GIVEN PROBLEM: From the article on software for teaching qualitative analysis, pull out the passage starting at "Many comparisons of" and ending at "everything on cost.", copied word for word.

SELECTED EXTRACT:
>>
The best tool for teaching qualitative analysis depends on a question most software comparisons skip: are you teaching students to code, or are you teaching them to do qualitative analysis? Coding tools (Delve, MAXQDA, Quirkos, Taguette) get students labelling text fast, but most of the course stays in the coding mechanics, with theory-building squeezed into the final weeks. Skimle removes that bottleneck so a class can spend its time on judgement, reflexivity and theory from week one.
These are not the same question, and conflating them is the reason a lot of qualitative methods courses leave students able to apply a code to a sentence but unable to say what that exercise was actually for.
What are you trying to teach: coding, or qualitative analysis?
Many comparisons of qualitative software for the classroom ask a sensible-sounding question: how fast can students start coding? They measure time to first coding session, whether instructors can review work without wrestling with file formats, and what a student licence costs. By that measure, web-based tools like Delve beat NVivo easily, and a free tool like Taguette beats everything on cost.
That is the right question if coding the text by hand is the lesson. Teaching students to sit with a transcript, assign a label, defend why this passage got that code and not another, and build a codebook from scratch is a real, valuable, teachable skill. It is also, on its own, not the same thing as teaching qualitative analysis.
<<
GIVEN ENTRIES:
>>
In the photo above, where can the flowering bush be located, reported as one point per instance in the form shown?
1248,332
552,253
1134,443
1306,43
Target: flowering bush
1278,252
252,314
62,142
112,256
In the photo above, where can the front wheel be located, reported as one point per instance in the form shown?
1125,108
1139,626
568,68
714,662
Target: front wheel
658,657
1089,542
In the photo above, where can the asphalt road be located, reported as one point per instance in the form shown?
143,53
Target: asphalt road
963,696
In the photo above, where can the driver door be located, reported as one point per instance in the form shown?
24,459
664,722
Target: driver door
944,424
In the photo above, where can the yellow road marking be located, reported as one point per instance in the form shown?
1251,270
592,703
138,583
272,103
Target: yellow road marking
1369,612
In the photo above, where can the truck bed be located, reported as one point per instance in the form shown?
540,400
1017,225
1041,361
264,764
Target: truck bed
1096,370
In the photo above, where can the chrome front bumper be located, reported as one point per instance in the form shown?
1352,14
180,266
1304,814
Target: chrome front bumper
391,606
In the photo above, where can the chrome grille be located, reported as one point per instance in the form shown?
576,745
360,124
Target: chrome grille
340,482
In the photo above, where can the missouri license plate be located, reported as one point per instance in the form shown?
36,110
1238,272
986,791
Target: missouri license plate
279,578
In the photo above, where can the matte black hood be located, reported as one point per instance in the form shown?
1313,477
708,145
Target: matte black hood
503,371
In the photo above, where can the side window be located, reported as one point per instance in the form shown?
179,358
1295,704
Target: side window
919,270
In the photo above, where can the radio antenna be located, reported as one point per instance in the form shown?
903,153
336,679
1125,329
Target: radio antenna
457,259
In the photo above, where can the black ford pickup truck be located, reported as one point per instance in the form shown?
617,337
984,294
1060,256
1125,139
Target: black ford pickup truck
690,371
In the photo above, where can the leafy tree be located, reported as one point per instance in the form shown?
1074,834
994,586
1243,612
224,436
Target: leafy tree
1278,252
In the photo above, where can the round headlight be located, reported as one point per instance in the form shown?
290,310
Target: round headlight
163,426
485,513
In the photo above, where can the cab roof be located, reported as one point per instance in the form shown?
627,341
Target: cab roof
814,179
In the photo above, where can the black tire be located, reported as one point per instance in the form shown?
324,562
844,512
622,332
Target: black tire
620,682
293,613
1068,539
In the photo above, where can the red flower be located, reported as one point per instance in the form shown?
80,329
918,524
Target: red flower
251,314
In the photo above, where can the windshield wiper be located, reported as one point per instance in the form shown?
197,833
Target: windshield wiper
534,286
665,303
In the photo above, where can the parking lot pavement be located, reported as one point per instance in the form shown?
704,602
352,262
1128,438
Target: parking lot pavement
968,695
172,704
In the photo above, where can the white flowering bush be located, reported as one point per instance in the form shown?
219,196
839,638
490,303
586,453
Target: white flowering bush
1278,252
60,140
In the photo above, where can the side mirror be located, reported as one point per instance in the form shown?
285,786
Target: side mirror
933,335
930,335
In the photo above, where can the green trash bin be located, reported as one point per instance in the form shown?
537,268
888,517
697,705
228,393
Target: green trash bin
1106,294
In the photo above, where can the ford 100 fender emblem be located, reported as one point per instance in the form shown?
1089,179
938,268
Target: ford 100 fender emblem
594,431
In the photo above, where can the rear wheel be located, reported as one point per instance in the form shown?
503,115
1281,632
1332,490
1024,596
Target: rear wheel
<<
WRITTEN REPLY:
Many comparisons of qualitative software for the classroom ask a sensible-sounding question: how fast can students start coding? They measure time to first coding session, whether instructors can review work without wrestling with file formats, and what a student licence costs. By that measure, web-based tools like Delve beat NVivo easily, and a free tool like Taguette beats everything on cost.